[Excerpts of bounding box data]

══════════

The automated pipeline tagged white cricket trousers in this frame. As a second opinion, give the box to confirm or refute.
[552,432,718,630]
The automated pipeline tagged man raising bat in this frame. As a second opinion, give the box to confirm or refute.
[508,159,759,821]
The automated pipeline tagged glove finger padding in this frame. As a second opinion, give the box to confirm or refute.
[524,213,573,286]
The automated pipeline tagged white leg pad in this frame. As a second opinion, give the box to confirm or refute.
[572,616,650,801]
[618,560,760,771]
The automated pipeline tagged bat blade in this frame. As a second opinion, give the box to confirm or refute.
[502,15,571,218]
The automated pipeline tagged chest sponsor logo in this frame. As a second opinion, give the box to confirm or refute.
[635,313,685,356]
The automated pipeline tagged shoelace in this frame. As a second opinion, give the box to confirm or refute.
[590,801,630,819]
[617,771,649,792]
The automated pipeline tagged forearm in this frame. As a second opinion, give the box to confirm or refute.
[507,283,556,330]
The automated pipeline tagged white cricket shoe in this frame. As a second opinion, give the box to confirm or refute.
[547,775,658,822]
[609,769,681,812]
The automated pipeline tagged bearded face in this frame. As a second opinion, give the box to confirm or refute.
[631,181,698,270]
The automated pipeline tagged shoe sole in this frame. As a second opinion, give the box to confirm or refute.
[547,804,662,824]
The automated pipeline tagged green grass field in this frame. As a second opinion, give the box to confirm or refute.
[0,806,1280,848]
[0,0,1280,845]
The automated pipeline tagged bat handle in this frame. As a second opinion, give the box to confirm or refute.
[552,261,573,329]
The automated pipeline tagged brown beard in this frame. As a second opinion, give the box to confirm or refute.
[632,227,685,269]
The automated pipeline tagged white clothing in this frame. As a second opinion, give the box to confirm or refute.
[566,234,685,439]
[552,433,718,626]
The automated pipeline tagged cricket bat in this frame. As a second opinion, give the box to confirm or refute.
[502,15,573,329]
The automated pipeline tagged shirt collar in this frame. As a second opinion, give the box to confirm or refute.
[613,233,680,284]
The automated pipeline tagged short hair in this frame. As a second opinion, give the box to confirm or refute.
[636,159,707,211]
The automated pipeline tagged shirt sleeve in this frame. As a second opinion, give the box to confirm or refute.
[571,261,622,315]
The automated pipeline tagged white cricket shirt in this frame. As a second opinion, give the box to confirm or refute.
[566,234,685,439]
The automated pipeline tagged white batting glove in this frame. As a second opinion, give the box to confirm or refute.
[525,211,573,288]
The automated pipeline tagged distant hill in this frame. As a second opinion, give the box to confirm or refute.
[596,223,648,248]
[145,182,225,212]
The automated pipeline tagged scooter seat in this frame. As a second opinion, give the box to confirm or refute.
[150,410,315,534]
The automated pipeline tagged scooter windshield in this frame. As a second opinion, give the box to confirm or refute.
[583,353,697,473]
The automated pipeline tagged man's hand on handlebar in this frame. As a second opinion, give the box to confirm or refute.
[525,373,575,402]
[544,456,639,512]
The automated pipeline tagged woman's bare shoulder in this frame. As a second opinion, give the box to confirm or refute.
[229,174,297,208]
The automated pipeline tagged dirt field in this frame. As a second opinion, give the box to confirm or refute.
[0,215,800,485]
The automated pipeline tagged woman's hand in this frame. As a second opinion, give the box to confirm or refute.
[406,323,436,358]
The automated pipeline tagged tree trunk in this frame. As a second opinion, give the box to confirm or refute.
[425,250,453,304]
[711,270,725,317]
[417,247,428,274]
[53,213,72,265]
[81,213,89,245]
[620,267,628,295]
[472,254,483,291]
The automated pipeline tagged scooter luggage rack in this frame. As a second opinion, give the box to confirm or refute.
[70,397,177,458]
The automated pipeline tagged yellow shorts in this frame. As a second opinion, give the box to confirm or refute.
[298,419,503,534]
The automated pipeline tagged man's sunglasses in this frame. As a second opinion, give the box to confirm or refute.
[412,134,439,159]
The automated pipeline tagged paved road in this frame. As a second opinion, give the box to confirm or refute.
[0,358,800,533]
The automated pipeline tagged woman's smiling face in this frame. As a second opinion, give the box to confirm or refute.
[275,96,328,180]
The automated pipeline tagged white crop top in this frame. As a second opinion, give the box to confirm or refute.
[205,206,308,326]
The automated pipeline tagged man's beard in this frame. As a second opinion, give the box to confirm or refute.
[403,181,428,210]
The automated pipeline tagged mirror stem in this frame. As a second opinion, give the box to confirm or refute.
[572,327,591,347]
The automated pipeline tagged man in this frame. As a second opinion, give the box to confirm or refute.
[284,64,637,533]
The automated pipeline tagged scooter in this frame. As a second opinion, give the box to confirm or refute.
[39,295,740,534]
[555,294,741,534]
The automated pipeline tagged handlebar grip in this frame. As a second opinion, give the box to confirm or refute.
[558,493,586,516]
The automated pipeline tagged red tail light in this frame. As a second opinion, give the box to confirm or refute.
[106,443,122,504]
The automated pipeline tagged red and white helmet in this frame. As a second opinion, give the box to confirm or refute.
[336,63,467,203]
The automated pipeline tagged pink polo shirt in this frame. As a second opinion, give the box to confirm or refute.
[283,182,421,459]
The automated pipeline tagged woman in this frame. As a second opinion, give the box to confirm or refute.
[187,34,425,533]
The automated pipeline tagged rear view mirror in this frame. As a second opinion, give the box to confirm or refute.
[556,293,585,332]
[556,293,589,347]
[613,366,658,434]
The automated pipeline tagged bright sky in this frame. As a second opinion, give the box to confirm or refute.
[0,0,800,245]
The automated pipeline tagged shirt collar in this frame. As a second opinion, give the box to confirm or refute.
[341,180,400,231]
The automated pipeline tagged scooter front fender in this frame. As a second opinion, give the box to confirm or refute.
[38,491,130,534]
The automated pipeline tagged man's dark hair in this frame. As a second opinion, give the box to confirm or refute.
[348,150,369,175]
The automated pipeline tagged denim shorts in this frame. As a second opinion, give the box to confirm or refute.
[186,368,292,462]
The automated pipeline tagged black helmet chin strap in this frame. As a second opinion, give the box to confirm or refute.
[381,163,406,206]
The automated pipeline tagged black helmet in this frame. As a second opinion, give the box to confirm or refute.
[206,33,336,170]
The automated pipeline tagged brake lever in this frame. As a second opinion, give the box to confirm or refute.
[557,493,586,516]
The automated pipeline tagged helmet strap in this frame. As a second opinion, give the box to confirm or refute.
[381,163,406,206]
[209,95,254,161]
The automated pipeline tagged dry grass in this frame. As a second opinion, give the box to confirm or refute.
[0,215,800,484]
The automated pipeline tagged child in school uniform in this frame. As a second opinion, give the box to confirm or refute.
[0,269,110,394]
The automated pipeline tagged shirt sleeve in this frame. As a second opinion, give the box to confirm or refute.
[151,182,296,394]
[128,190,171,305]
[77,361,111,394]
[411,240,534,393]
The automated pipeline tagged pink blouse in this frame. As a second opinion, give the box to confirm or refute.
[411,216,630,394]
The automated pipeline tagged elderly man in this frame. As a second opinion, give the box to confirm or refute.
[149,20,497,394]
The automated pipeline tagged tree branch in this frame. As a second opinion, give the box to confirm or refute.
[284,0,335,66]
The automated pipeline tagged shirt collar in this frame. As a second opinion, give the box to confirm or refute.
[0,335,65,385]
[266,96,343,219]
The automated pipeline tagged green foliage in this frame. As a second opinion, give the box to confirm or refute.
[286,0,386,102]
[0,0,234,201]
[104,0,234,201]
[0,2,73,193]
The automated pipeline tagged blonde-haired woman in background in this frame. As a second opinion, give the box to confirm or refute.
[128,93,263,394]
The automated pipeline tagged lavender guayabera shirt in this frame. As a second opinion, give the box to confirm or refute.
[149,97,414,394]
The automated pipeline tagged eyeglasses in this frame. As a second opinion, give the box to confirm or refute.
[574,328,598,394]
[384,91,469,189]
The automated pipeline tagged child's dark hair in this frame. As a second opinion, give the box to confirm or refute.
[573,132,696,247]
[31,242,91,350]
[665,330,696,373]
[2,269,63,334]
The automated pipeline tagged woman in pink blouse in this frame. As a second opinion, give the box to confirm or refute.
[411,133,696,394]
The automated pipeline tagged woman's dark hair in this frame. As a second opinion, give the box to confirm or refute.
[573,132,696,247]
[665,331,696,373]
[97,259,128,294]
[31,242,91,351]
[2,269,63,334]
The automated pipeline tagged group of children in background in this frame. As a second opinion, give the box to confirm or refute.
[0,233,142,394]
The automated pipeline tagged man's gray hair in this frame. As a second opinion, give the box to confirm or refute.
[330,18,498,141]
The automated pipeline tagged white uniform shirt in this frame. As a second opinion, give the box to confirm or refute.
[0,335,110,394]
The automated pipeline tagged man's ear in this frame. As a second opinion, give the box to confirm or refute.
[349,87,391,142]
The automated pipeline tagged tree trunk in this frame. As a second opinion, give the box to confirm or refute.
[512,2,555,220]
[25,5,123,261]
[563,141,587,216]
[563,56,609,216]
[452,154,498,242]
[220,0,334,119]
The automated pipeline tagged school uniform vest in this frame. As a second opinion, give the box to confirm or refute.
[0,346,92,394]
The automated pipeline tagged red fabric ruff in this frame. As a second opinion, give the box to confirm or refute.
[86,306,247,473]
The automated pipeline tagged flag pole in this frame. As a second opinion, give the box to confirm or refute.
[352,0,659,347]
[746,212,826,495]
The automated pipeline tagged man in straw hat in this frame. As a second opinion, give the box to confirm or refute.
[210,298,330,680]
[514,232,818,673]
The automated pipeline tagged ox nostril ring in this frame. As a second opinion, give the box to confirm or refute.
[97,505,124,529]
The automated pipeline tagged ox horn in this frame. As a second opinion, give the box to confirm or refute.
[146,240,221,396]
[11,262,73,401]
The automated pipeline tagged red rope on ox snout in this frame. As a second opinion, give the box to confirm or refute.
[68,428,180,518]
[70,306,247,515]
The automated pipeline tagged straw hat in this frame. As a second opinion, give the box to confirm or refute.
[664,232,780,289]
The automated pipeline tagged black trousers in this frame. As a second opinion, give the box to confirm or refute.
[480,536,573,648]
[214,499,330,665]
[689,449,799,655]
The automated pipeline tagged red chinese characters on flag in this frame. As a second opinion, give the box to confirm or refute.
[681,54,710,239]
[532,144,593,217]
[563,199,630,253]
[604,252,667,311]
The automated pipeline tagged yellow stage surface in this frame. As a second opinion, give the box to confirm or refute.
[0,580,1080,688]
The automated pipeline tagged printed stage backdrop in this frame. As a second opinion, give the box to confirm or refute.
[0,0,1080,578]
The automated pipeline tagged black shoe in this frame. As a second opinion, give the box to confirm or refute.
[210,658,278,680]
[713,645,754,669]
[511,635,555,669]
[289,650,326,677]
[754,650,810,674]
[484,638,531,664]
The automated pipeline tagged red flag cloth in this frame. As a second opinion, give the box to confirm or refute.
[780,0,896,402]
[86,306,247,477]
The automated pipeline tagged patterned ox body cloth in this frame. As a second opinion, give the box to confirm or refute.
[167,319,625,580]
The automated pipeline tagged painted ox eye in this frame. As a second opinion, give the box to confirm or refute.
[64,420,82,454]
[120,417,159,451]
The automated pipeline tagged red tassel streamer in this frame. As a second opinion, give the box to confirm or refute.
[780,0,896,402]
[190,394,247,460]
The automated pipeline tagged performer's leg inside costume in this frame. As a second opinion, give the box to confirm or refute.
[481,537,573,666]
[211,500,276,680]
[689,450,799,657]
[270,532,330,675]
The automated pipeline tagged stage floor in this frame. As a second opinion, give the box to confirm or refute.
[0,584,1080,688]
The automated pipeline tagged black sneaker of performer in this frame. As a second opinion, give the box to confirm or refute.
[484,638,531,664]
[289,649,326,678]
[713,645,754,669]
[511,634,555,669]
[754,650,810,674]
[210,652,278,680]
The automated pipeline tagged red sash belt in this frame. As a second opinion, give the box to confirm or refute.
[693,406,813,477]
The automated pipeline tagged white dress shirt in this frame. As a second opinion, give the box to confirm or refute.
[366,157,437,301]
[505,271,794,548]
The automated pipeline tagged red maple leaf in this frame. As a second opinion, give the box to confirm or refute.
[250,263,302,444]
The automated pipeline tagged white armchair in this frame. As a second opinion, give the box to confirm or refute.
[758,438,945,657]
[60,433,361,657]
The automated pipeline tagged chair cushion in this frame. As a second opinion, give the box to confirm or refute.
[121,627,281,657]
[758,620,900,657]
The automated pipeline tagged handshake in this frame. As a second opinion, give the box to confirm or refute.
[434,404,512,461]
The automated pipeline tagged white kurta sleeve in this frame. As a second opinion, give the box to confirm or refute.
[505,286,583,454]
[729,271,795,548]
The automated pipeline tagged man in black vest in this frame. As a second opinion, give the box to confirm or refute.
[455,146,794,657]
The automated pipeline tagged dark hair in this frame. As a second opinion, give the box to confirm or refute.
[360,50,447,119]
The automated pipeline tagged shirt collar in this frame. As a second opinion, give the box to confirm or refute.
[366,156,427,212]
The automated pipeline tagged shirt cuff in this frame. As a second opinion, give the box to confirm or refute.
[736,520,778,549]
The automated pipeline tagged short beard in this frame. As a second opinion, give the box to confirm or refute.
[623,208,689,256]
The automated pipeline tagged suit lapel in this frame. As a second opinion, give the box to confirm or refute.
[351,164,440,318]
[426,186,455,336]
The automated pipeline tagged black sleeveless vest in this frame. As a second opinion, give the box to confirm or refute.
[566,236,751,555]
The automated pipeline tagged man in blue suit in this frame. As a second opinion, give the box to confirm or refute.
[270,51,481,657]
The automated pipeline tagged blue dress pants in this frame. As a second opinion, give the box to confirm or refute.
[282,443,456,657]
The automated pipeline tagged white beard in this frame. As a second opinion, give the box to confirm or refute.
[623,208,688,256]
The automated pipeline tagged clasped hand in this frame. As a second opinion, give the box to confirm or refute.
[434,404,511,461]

══════════

**EXERCISE INSTRUCTIONS**
Take everything from the line containing "The automated pipeline tagged man's gray" down to the line containing "[0,335,110,394]", and substitute "silver hair" for "gray hair". Return only those lines, with nothing else changed.

**TASK OUTPUT**
The automated pipeline tagged man's silver hair in this frame. As a second opinion, give the box to confirm or refute.
[330,18,498,141]
The automated pipeline tagged white uniform shirt in this frame. As a second opinion, give the box to confirm or refute.
[0,335,110,394]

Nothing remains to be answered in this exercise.